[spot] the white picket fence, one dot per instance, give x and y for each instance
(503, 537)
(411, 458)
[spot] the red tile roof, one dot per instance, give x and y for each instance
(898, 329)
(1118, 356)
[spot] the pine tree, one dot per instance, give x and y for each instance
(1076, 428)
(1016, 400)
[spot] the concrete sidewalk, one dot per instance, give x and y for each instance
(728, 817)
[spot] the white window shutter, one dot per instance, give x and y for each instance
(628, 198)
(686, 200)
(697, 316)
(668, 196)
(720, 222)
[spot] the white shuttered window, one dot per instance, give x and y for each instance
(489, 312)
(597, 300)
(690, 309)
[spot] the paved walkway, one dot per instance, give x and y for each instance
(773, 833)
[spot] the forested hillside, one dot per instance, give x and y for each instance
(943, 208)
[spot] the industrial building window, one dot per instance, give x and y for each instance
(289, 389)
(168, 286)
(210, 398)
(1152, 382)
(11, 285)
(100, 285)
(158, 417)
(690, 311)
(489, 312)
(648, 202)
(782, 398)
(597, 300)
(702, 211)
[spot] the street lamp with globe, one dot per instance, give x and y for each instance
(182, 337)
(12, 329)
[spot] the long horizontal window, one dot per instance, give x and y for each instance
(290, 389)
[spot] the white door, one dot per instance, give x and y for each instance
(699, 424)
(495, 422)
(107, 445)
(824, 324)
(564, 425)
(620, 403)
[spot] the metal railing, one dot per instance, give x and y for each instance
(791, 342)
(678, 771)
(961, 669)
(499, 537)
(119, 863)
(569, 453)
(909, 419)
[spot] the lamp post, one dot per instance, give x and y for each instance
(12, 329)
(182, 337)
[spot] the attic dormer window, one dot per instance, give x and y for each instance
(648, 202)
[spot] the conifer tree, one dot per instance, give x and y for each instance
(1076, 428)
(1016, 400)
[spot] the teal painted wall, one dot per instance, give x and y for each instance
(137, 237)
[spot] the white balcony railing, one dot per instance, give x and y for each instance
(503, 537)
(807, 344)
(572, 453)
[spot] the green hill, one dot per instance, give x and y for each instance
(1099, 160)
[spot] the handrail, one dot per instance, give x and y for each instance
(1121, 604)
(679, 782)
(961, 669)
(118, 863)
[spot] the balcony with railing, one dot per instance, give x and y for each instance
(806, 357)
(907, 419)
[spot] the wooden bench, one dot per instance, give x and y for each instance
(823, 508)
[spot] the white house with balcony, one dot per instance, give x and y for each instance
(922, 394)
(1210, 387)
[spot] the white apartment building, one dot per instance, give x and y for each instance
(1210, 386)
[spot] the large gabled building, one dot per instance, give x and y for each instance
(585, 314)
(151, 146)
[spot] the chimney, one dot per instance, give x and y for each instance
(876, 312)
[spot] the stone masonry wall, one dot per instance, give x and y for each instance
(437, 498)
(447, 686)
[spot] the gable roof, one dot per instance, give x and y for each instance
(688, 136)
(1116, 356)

=====

- [Task directions]: Write out the records again from the line with "[spot] the white house" through the end, swapping "chimney" for "smokestack" and leaving everything else the same. Give only those lines.

- [Written response]:
[spot] the white house with balcony, one dot per instance, give x and y for each instance
(922, 394)
(1210, 387)
[spot] the white apartment building, one dot per instance, give x and y for each instance
(1210, 386)
[spot] the large gabled building, one dot per instance, give x and y for each instance
(585, 314)
(151, 146)
[spot] the smokestack, one dot per instance, give x and y for each instance
(876, 312)
[spot] the stone masonry wall, one dot per instance, give x and y for each instance
(437, 498)
(447, 686)
[spot] the gable roof, one dot per instance, give x and y for each instance
(688, 136)
(1116, 356)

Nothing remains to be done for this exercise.